EU-Zulassungsempfehlung für Sotatercept |
Sven Siebenand |
01.07.2024 16:15 Uhr |
Die pulmonale arterielle Hypertonie betrifft die Lungenarterien, die das Blut von der rechten Herzhälfte in die Lunge transportieren. / Foto: Adobe Stock/yodiyim
PAH ist eine seltene, fortschreitende und lebensbedrohliche Erkrankung, bei der sich die Blutgefäße in der Lunge verdicken und verengen. Die Betroffenen weisen daher einen besonders hohen Blutdruck in den Lungenarterien auf. Viele Patienten leiden unter Atembeschwerden, die sie in ihrer körperlichen Aktivität stark einschränken. Trotz eine Reihe von zugelassenen Therapien, etwa Endothelin-Rezeptorantagonisten, Phosphodiesterase-5-Hemmer, Prostazyklin-Analoga oder Stimulatoren der löslichen Guanylatzyklase, ist die Langzeitprognose der Betroffenen nach wie vor schlecht. Schätzungsweise die Hälfte der Patienten stirbt innerhalb von fünf bis sieben Jahren nach der Diagnose.
Die EMA hat aktuell empfohlen, Sotatercept in Kombination mit anderen PAH-Therapien für die Behandlung erwachsener Patienten der WHO-Funktionsklasse II bis III zur Verbesserung der körperlichen Leistungsfähigkeit zuzulassen. Es wäre der erste Arzneistoff einer neuen Wirkstoffklasse.
Sotatercept ist ein erster Aktivin-Signalweg-Inhibitor. Bei PAH liegt ein Ungleichgewicht zwischen proproliferativer (Activin-IIa-Smad2/3-Weg) und antiproliferativer (BMPR-II-Smad1/5/8-Weg) Signalübertragung vor. Die proproliferative Signalübertragung gewinnt die Überhand, was zum Umbau von Lungengefäßen führt.

Datensatzeinträge:
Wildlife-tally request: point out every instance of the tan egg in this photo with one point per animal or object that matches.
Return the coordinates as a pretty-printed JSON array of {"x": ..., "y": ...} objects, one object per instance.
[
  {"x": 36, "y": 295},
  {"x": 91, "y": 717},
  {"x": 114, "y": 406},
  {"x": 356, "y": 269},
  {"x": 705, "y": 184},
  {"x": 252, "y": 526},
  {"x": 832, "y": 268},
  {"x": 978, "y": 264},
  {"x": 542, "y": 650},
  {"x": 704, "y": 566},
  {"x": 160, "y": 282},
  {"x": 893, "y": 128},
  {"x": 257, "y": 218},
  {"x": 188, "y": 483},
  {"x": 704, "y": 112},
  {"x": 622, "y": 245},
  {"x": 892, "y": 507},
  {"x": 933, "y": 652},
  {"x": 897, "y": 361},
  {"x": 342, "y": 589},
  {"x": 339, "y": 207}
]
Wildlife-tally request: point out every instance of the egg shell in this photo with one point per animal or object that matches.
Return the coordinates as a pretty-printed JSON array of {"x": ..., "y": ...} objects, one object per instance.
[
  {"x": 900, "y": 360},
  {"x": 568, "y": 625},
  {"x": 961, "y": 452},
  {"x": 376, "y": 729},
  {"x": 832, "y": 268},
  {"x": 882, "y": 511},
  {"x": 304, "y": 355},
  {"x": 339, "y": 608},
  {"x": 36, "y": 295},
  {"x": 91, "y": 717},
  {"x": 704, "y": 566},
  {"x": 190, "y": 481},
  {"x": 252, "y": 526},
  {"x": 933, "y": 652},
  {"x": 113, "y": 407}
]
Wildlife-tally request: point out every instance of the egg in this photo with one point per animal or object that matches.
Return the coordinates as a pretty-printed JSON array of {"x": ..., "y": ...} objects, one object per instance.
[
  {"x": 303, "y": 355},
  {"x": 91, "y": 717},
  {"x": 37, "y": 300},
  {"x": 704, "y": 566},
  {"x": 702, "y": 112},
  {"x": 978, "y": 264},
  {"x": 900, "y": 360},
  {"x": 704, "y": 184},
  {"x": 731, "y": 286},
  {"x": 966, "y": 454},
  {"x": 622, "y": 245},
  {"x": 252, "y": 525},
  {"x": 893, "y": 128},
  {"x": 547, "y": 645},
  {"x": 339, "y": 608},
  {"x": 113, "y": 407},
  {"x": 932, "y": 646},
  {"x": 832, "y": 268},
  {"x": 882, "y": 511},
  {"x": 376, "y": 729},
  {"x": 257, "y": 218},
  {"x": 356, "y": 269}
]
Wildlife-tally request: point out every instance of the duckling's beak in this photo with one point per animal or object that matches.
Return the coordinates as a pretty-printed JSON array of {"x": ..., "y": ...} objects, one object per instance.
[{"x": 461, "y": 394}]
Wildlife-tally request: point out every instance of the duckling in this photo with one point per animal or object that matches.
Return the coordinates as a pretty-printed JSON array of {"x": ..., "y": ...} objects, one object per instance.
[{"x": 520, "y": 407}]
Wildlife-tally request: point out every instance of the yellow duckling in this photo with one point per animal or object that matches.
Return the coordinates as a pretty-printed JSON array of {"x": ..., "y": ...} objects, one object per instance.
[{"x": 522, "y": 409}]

- ARBEITSANWEISUNGEN:
1. Welcher Anteil der Patienten stirbt laut dem Artikel über Sotatercept schätzungsweise innerhalb von fünf bis sieben Jahren nach der Diagnose?
2. Wiederhole aus dem Artikel über Sotatercept den Abschnitt von „Sotatercept ist ein“ bis einschließlich „von Lungengefäßen führt.“ wortgetreu.
3. Führe den Artikel über Sotatercept im Anschluss an seinen letzten Satz weiter.
Die Datensätze stammen aus einer anderen Quelle.

- ANTWORTEN:
1. Schätzungsweise die Hälfte der Patienten.

2.
Sotatercept ist ein erster Aktivin-Signalweg-Inhibitor. Bei PAH liegt ein Ungleichgewicht zwischen proproliferativer (Activin-IIa-Smad2/3-Weg) und antiproliferativer (BMPR-II-Smad1/5/8-Weg) Signalübertragung vor. Die proproliferative Signalübertragung gewinnt die Überhand, was zum Umbau von Lungengefäßen führt.

3.
Sotatercept besteht aus der extrazellulären Domäne des humanen Aktivinrezeptors Typ IIA und der Fc-Domäne von humanem IgG1. Das Fusionsprotein wirkt wie eine Ligandenfalle. Es bindet Liganden des genannten Rezeptors wie Activin A, sodass diese nicht mehr an den eigentlichen Rezeptor andocken können. Das reduziert die proproliferative Signalübertragung und bringt wachstumsfördernde und wachstumshemmende Signale wieder ins Gleichgewicht.
Die EMA-Empfehlung stützt sich auf die Ergebnisse der randomisierten und placebokontrollierten Doppelblindstudie STELLAR, in welcher Wirksamkeit und Sicherheit von Sotatercept bei 323 Erwachsenen mit PAH, die seit mehr als 90 Tagen stabil mit einer PAH-Hintergrundtherapie behandelt wurden, untersucht wurden. Die Phase-III-Studie zeigte, dass sich die körperliche Leistungsfähigkeit der Patienten im Sotatercept-Arm, gemessen an der Entfernung, die sie innerhalb von sechs Minuten zurücklegen konnten, zu Beginn der Behandlung und nach 24 Wochen deutlich verbessert hat.
Das Biologikum muss alle drei Wochen einmal subkutan injiziert werden. Die häufigsten Nebenwirkungen sind Kopfschmerz, Nasenbluten, Hautausschlag, Teleangiektasien, Durchfall, Schwindel und Rötungen. Obwohl Sotatercept im Allgemeinen gut vertragen wird, gab es seltene Berichte über schwerwiegende Nebenwirkungen, die das Blut betreffen, etwa erhöhter Blutdruck, Thrombozytopenie und erhöhte Hämoglobinkonzentration. Die beiden letztgenannten Zustände werden laut EMA als beherrschbar angesehen, wenn die Sotatercept-Dosis angepasst wird.
Abschließend muss nun die EU-Kommission entscheiden, ob sie dem Votum des EMA-Gremiums folgt und Winrevair zulässt. In der Regel folgt sie den EMA-Empfehlungen.